- Aim of the exercise: Copy out the records in full, word for word, without pictures.
[Start]
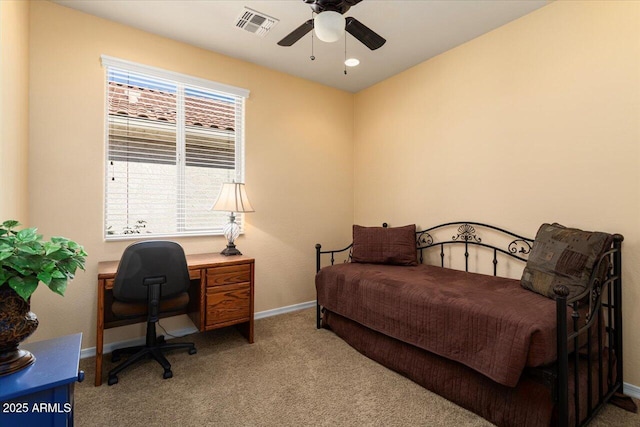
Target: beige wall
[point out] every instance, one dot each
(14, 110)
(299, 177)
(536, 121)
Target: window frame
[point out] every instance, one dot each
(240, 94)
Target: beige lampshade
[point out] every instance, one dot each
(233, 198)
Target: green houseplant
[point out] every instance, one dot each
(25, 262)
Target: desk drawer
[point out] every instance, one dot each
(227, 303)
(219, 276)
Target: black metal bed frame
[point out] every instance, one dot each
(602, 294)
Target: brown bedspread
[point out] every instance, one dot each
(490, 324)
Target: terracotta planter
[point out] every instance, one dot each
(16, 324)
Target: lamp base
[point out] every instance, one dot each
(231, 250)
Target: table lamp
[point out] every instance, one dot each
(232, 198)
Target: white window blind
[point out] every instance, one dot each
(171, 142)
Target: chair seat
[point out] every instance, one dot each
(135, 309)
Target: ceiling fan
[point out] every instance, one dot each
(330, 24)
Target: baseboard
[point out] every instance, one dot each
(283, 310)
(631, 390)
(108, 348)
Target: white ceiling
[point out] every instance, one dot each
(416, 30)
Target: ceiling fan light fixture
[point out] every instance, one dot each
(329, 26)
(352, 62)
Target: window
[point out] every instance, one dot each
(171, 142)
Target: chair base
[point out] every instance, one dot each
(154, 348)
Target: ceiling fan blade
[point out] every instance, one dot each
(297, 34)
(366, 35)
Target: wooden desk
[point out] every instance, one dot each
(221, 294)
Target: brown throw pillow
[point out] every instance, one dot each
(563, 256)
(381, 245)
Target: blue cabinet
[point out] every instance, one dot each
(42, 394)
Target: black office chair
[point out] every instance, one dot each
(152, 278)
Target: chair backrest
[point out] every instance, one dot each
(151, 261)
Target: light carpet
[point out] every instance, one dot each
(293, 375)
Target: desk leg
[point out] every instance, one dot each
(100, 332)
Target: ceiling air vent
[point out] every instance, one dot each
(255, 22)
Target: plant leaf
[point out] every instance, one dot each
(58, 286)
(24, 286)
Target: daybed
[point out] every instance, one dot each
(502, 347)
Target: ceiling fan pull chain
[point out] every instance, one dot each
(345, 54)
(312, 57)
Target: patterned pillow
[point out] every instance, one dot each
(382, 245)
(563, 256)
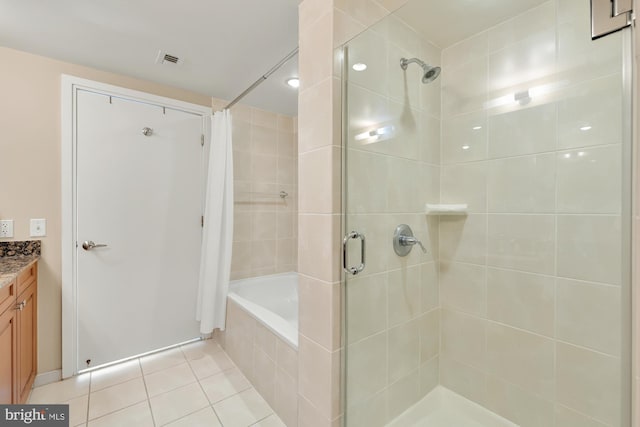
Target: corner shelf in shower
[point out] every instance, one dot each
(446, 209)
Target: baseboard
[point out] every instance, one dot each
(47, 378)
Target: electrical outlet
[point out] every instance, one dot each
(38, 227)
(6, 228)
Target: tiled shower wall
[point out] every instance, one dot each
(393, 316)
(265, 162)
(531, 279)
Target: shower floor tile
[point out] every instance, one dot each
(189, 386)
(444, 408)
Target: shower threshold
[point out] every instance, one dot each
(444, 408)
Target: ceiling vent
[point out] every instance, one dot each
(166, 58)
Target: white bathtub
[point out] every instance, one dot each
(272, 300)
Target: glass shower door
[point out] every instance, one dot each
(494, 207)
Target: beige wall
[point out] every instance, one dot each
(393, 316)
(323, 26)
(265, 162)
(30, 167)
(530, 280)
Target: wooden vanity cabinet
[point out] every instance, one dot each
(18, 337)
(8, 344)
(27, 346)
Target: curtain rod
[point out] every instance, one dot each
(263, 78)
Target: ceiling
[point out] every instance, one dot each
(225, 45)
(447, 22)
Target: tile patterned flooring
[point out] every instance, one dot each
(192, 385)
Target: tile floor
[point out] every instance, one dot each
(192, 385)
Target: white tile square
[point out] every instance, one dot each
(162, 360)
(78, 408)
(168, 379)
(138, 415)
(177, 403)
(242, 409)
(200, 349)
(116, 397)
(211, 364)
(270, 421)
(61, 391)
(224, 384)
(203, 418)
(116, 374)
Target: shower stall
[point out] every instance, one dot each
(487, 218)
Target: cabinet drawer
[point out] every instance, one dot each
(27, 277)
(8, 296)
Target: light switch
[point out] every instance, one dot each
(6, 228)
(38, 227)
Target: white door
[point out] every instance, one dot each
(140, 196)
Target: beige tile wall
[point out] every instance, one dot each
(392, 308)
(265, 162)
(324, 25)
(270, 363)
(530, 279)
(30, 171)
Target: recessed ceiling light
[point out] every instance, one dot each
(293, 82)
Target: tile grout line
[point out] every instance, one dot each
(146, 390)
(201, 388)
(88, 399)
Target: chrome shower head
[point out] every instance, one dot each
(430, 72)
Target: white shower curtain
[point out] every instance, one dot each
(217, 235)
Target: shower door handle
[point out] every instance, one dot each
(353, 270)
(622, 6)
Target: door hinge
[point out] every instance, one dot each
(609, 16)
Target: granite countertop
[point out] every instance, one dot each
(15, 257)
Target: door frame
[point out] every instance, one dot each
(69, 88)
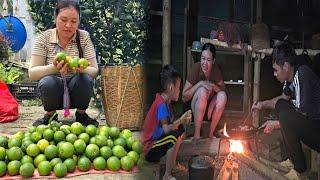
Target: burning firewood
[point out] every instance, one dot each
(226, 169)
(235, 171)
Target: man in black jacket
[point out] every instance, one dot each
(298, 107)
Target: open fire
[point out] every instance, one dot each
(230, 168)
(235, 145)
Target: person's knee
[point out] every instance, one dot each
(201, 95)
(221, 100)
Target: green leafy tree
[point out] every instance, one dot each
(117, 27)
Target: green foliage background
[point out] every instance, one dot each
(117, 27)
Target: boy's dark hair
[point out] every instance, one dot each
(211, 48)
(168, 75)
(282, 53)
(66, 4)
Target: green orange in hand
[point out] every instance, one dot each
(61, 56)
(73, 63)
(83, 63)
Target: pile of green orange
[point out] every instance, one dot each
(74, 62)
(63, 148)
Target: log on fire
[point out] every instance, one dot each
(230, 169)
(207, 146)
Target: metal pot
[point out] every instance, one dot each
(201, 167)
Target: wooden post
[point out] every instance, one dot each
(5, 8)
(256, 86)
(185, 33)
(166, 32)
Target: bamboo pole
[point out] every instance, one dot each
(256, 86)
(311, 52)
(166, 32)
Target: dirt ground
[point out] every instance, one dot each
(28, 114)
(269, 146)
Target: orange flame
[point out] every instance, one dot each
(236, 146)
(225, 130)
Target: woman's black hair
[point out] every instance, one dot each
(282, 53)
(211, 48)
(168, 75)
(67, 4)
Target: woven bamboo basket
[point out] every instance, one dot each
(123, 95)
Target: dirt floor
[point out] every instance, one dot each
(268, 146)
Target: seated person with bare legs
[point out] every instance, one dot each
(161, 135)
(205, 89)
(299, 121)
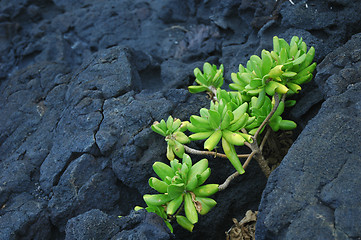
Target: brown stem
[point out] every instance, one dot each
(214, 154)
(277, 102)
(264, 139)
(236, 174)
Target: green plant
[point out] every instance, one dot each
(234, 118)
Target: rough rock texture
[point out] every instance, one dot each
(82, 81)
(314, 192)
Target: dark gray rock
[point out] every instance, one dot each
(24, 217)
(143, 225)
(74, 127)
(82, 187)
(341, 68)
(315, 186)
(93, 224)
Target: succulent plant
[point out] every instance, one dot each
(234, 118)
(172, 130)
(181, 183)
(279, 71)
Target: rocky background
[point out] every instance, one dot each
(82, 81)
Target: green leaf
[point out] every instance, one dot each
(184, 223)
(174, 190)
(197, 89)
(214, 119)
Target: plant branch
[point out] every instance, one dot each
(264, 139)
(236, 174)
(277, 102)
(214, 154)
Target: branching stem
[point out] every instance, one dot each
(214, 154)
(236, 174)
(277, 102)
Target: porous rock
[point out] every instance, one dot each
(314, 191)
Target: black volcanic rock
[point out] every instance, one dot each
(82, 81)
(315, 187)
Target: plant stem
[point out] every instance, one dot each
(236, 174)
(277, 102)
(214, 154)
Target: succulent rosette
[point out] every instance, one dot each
[End]
- Task response:
Target: beige wall
[point out] every instance, one dot each
(14, 110)
(299, 177)
(536, 121)
Target: window frame
[point out] every instance, one dot each
(240, 94)
Target: beige lampshade
[point out] every instance, one dot each
(233, 198)
Target: green houseplant
[point out] every instance, one dot each
(25, 262)
Target: desk drawer
[point out] every instance, one dot each
(227, 303)
(219, 276)
Target: black metal bed frame
[point out] every instance, one dot each
(602, 294)
Target: brown bedspread
[point out] every instance, one dot each
(490, 324)
Target: terracotta planter
[point out] every instance, one dot each
(16, 324)
Target: lamp base
[point out] every instance, one dot each
(231, 250)
Target: table lamp
[point out] every instance, one dot each
(232, 198)
Target: white window blind
[point out] every instance, one dot each
(171, 142)
Target: chair seat
[point out] every instance, one dot each
(135, 309)
Target: ceiling fan
[point out] every instance, one dot each
(330, 24)
Target: baseboard
[point out] every instance, one dot each
(283, 310)
(631, 390)
(108, 348)
Target: white ceiling
[point out] every instance, one dot each
(416, 30)
Target: ceiling fan light fixture
[point out] every instance, one dot each
(329, 26)
(352, 62)
Target: window
[point out] every instance, one dot each
(171, 142)
Target: chair base
[point out] every instance, one dot each
(154, 348)
Target: ceiling fan blade
[point out] every instance, one dot each
(297, 34)
(366, 35)
Target: wooden desk
[point out] every instance, one dot each
(221, 294)
Target: brown throw pillow
[point out] every instance, one dot each
(563, 256)
(381, 245)
Target: blue cabinet
[point out] every instance, one dot each
(42, 394)
Target: black office chair
[point out] every instance, one dot each
(152, 278)
Target: chair backrest
[point out] every instance, one dot each
(151, 261)
Target: light carpet
[point out] every instance, one dot each
(293, 375)
Target: desk leg
[point out] every instance, one dot each
(100, 332)
Target: ceiling air vent
[point out] every instance, one dot each
(255, 22)
Target: plant leaf
[point out] every instance, one dot each
(58, 286)
(24, 286)
Target: daybed
[point out] every instance, one dot each
(502, 347)
Target: ceiling fan pull chain
[point out] every instance, one dot each
(345, 54)
(312, 57)
Target: patterned pillow
[point out] every instance, one dot each
(382, 245)
(563, 256)
Target: corner shelf in shower
[point out] every instance, one dot each
(446, 209)
Target: baseboard
[point out] every instance, one dot each
(47, 378)
Target: electrical outlet
[point out] every instance, one dot each
(38, 227)
(6, 228)
Target: tiled shower wall
[point out] every instance, one dot each
(393, 316)
(265, 162)
(531, 279)
Target: shower floor tile
[point out] every instance, one dot each
(189, 386)
(444, 408)
Target: shower threshold
[point out] every instance, one dot each
(444, 408)
Target: ceiling vent
[point out] every instance, one dot each
(166, 58)
Target: white bathtub
[point out] every instance, one dot each
(272, 300)
Target: glass shower door
[point out] every instance, one dot each
(494, 207)
Target: beige wall
[point out] every instance, one dot each
(393, 316)
(323, 26)
(265, 162)
(30, 167)
(530, 280)
Target: wooden vanity cabinet
[point out] every instance, one dot each
(18, 337)
(8, 344)
(27, 346)
Target: curtain rod
[point out] every instance, one dot each
(263, 78)
Target: ceiling
[point out] every instance, one dot each
(225, 45)
(447, 22)
Target: tile patterned flooring
[point out] every instance, one dot each
(192, 385)
Target: tile floor
[point out] every instance, one dot each
(192, 385)
Target: white tile square
[point out] every instance, one dot each
(162, 360)
(78, 408)
(168, 379)
(138, 415)
(177, 403)
(242, 409)
(200, 349)
(116, 397)
(211, 364)
(270, 421)
(61, 391)
(224, 384)
(203, 418)
(116, 374)
Target: shower stall
[point out] every instance, one dot each
(487, 218)
Target: cabinet drawer
[point out] every instance, one dot each
(27, 277)
(8, 296)
Target: light switch
[point out] every instance, one dot each
(6, 228)
(38, 227)
Target: white door
[point out] every instance, one dot each
(140, 196)
Target: beige tile wall
[point out] every instance, one dot each
(392, 308)
(265, 162)
(324, 25)
(270, 363)
(530, 279)
(30, 171)
Target: recessed ceiling light
[point out] every instance, one dot each
(293, 82)
Target: tile grout line
[point out] every instance, one dot each
(146, 390)
(201, 388)
(88, 399)
Target: chrome shower head
[point out] every instance, one dot each
(430, 72)
Target: white shower curtain
[point out] every instance, one dot each
(217, 235)
Target: shower door handle
[point out] every instance, one dot each
(353, 270)
(622, 6)
Target: door hinge
[point out] every instance, one dot each
(609, 16)
Target: granite countertop
[point out] every instance, one dot each
(15, 257)
Target: door frame
[point out] every instance, one dot each
(69, 88)
Target: burning firewood
[point out] every instance, one dot each
(226, 169)
(235, 171)
Target: man in black jacket
[point out] every instance, one dot each
(298, 107)
Target: open fire
[point out] every instance, one dot each
(230, 168)
(235, 145)
Target: person's knee
[point out] every instance, one dot each
(201, 95)
(221, 100)
Target: green leafy tree
[point out] every instance, one dot each
(117, 27)
Target: green foliage background
[point out] every instance, one dot each
(117, 27)
Target: boy's dark hair
[point out] every instance, one dot each
(211, 48)
(168, 75)
(282, 53)
(66, 4)
Target: green orange in hand
[point out] every instance, one dot each
(61, 56)
(73, 63)
(83, 63)
Target: pile of green orange
[point out] every instance, one dot each
(74, 62)
(63, 148)
Target: log on fire
[point out] every instance, one dot each
(230, 169)
(207, 146)
Target: metal pot
[point out] every instance, one dot each
(201, 167)
Target: wooden post
[point out] every instance, one dot each
(5, 8)
(256, 86)
(185, 33)
(166, 32)
Target: bamboo pole
[point out] every instance, one dot each
(256, 86)
(311, 52)
(166, 32)
Target: dirt ground
[point out] every instance, one dot each
(28, 114)
(269, 146)
Target: orange flame
[point out] every instance, one dot each
(236, 146)
(225, 130)
Target: woman's black hair
[point out] every instance, one dot each
(282, 53)
(211, 48)
(168, 75)
(67, 4)
Target: woven bamboo basket
[point out] every instance, one dot each
(123, 95)
Target: dirt floor
[point out] every instance, one dot each
(268, 146)
Target: seated person with bare legs
[point out] every instance, one dot each
(161, 135)
(205, 89)
(299, 121)
Target: brown stem
[point out] every instance, one dot each
(214, 154)
(277, 102)
(264, 139)
(236, 174)
Target: green plant
[point out] every instance, one dot each
(234, 118)
Target: rough rock texture
[point out] every instance, one dot each
(82, 81)
(314, 192)
Target: dark gray rock
[point out] every instance, one dot each
(24, 217)
(143, 225)
(74, 127)
(82, 187)
(341, 68)
(315, 186)
(93, 224)
Target: succulent plant
[point out] every instance, one dot each
(234, 118)
(172, 130)
(181, 183)
(279, 71)
Target: rocky background
[point out] every instance, one dot each
(82, 81)
Target: green leaf
[point out] every instance, one dot each
(184, 223)
(174, 190)
(197, 89)
(214, 119)
Target: plant branch
[point out] every instance, one dot each
(264, 139)
(236, 174)
(277, 102)
(214, 154)
Target: branching stem
[point out] every instance, one dot each
(214, 154)
(236, 174)
(277, 102)
Target: porous rock
[point out] every instance, one dot each
(314, 191)
Target: black volcanic rock
[point out] every instance, one dot each
(82, 81)
(315, 187)
Target: plant stem
[point out] every instance, one dot each
(236, 174)
(277, 102)
(214, 154)
Target: succulent rosette
[point out] every instance, one dot each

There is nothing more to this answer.